→ What is asked: Convert every line of the entries below into a numbered list, skipping blank lines and leaving out the pictures.

→ Provided material:
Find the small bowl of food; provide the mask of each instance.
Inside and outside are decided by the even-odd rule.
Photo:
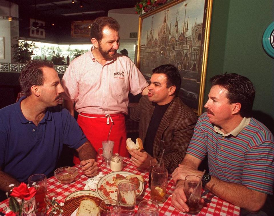
[[[69,184],[74,181],[78,172],[76,169],[71,166],[64,166],[57,169],[54,171],[54,176],[58,181],[62,184]]]

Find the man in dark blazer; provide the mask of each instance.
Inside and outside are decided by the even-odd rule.
[[[148,168],[150,159],[161,157],[169,173],[177,167],[186,154],[197,117],[178,97],[181,76],[171,65],[152,71],[147,95],[130,109],[130,118],[139,122],[139,136],[144,151],[129,151],[137,167]]]

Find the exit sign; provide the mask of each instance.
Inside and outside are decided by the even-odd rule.
[[[130,38],[137,38],[137,32],[131,32],[129,33]]]

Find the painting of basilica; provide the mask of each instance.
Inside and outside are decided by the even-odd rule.
[[[177,67],[182,79],[179,96],[198,115],[202,109],[210,7],[210,0],[174,1],[139,18],[140,70],[148,81],[158,66]]]

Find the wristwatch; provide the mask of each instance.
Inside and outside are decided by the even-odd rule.
[[[209,182],[211,179],[211,176],[208,173],[205,173],[203,176],[202,179],[202,186],[204,188],[206,183]]]

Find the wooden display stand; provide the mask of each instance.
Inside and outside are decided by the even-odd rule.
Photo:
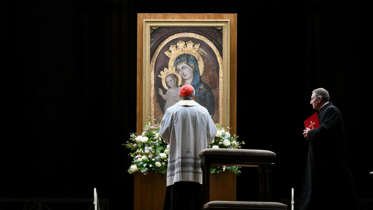
[[[134,210],[163,209],[166,187],[166,174],[151,171],[134,174]],[[210,176],[210,201],[236,200],[236,174],[228,171]]]

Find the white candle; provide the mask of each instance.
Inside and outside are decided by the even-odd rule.
[[[294,201],[294,188],[291,188],[291,201]]]
[[[291,210],[294,210],[294,188],[291,188]]]

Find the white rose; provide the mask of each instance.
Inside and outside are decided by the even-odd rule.
[[[137,170],[137,166],[136,166],[136,165],[132,165],[131,166],[131,170],[133,172],[135,172]]]
[[[225,146],[229,146],[231,145],[231,142],[228,139],[225,139],[223,142],[223,143]]]
[[[167,155],[166,153],[159,153],[159,157],[162,159],[166,159],[167,158]]]
[[[142,138],[142,136],[137,136],[137,137],[136,137],[136,141],[137,142],[140,142],[140,140],[141,140],[141,138]]]
[[[141,138],[141,142],[145,143],[148,142],[148,140],[149,138],[146,136],[143,136],[142,138]]]

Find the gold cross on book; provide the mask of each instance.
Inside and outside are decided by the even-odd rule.
[[[311,121],[311,125],[310,125],[310,126],[308,126],[308,127],[311,127],[311,126],[312,126],[312,129],[313,129],[313,125],[314,125],[314,124],[315,124],[315,122],[313,122],[313,123],[312,123],[312,121]]]

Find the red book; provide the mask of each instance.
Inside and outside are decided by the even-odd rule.
[[[315,113],[313,114],[309,118],[304,121],[304,126],[311,130],[320,127],[317,113]]]

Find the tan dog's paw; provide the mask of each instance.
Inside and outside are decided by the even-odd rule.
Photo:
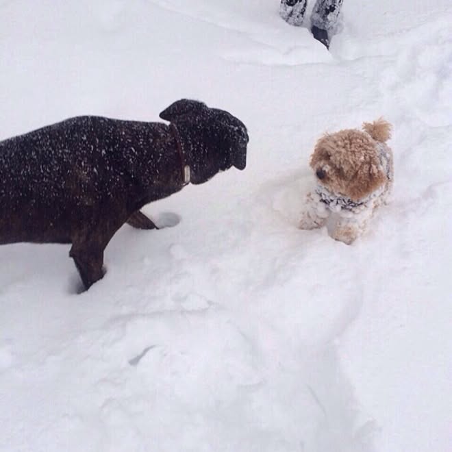
[[[360,236],[360,230],[353,226],[336,227],[331,234],[332,238],[347,244],[351,244]]]

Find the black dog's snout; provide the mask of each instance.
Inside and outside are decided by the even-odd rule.
[[[320,168],[316,171],[316,175],[321,180],[322,179],[325,179],[327,174],[323,169]]]

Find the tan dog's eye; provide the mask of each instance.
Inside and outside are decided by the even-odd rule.
[[[323,168],[319,168],[317,169],[316,171],[316,175],[318,179],[322,180],[323,179],[325,179],[327,176],[327,173],[323,171]]]

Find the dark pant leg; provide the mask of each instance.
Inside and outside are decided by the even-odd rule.
[[[325,30],[330,36],[334,34],[343,1],[344,0],[317,0],[311,16],[311,26]]]
[[[307,0],[281,0],[279,16],[291,25],[301,27],[306,12]]]

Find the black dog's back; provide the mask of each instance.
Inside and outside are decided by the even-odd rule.
[[[79,116],[0,142],[0,244],[71,243],[86,288],[127,223],[155,229],[140,209],[246,165],[248,134],[227,112],[177,101],[171,123]]]
[[[122,208],[168,134],[149,124],[77,116],[0,142],[0,243],[71,242],[94,215]]]

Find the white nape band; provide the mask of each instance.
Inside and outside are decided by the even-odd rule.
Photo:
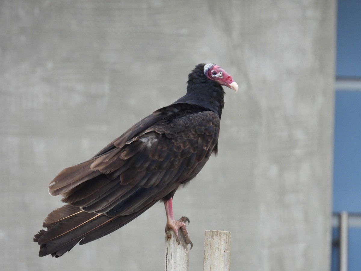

→ Result of this exercise:
1. Find the small bowl of food; provide the mask of each instance.
2. Inside and outside are decided by the even-odd rule.
3. Photo:
4. [[[69,184],[74,181],[78,172],[76,169],[71,166],[64,166],[57,169],[54,171],[54,176],[58,181],[62,184]]]
5. Find the man in dark blazer; provide the mask of each instance.
6. Inside and outside are decided by the even-odd rule.
7. [[[148,168],[150,159],[161,157],[169,173],[177,167],[186,154],[197,117],[178,97],[181,76],[171,65],[152,71],[147,95],[130,109],[130,118],[139,122],[139,136],[144,151],[129,151],[137,167]]]
8. Find the exit sign; provide the mask of each instance.
9. Inside and outside are decided by the even-odd rule.
10. [[[130,38],[137,38],[137,32],[131,32],[129,33]]]
11. Find the painting of basilica; provide the mask of each instance.
12. Inside and outside are decided by the even-odd rule.
13. [[[177,67],[182,79],[179,96],[198,115],[202,109],[210,7],[210,0],[174,1],[139,18],[140,70],[148,81],[158,66]]]
14. Find the wristwatch; provide the mask of each instance.
15. Inside and outside are decided by the even-odd rule.
16. [[[209,182],[211,179],[211,176],[208,173],[205,173],[203,176],[202,179],[202,186],[204,188],[206,183]]]
17. Find the wooden display stand; provide the mask of each instance.
18. Inside and outside are decided by the even-odd rule.
19. Photo:
20. [[[134,210],[163,209],[166,187],[166,174],[151,171],[134,174]],[[210,176],[210,201],[236,200],[236,174],[228,171]]]
21. Find the white candle; provide the mask of each instance.
22. Inside and outside are decided by the even-odd rule.
23. [[[294,201],[294,188],[291,188],[291,201]]]
24. [[[291,210],[294,210],[294,188],[291,188]]]
25. Find the white rose; provide the mask of each instance.
26. Inside and outside are decided by the even-odd rule.
27. [[[137,170],[137,166],[136,166],[136,165],[132,165],[131,166],[131,170],[133,172],[135,172]]]
28. [[[225,146],[229,146],[231,145],[231,142],[228,139],[225,139],[223,142],[223,143]]]
29. [[[167,155],[166,153],[159,153],[159,157],[162,159],[166,159],[167,158]]]
30. [[[142,138],[142,136],[137,136],[137,137],[136,137],[136,141],[137,142],[140,142],[140,140],[141,140],[141,138]]]
31. [[[141,138],[141,142],[145,143],[148,142],[148,140],[149,138],[146,136],[143,136],[142,138]]]
32. Find the gold cross on book; provide the mask of each instance.
33. Inside and outside are decided by the even-odd rule.
34. [[[311,121],[311,125],[310,125],[310,126],[308,126],[308,127],[311,127],[311,126],[312,126],[312,129],[313,129],[313,125],[314,125],[314,124],[315,124],[315,122],[313,122],[313,123],[312,123],[312,121]]]
35. Find the red book; provide the mask of each instance.
36. Inside and outside are decided by the even-odd rule.
37. [[[315,113],[313,114],[309,118],[304,121],[304,126],[311,130],[320,127],[317,113]]]
38. Find the tan dog's paw; provide the mask of each instance.
39. Inside and outside are decided by the even-odd rule.
40. Photo:
41. [[[360,236],[360,230],[353,226],[336,227],[331,234],[332,238],[347,244],[351,244]]]
42. Find the black dog's snout; provide the mask of each instance.
43. Inside and outside are decided by the even-odd rule.
44. [[[320,168],[316,171],[316,175],[321,180],[322,179],[325,179],[327,174],[323,169]]]
45. Find the tan dog's eye; provide the mask of each instance.
46. Inside and outside are decided by the even-odd rule.
47. [[[323,168],[319,168],[317,169],[316,171],[316,175],[318,179],[322,180],[323,179],[325,179],[327,176],[327,173],[323,171]]]
48. Find the dark pant leg; provide the mask of each instance.
49. Inside and outside are decided by the even-odd rule.
50. [[[325,30],[330,36],[334,34],[343,1],[344,0],[317,0],[311,16],[311,26]]]
51. [[[307,0],[281,0],[279,16],[291,25],[301,27],[306,12]]]
52. Find the black dog's back; provide the mask of each instance.
53. Inside and outside are decided by the even-odd rule.
54. [[[79,116],[0,142],[0,244],[71,243],[86,288],[127,223],[155,229],[140,209],[246,165],[248,134],[227,112],[177,101],[171,123]]]
55. [[[122,208],[168,134],[149,124],[77,116],[0,142],[0,243],[71,242],[94,215]]]
56. Find the white nape band; provide the mask of each instance.
57. Inside and outside are decided by the even-odd rule.
58. Photo:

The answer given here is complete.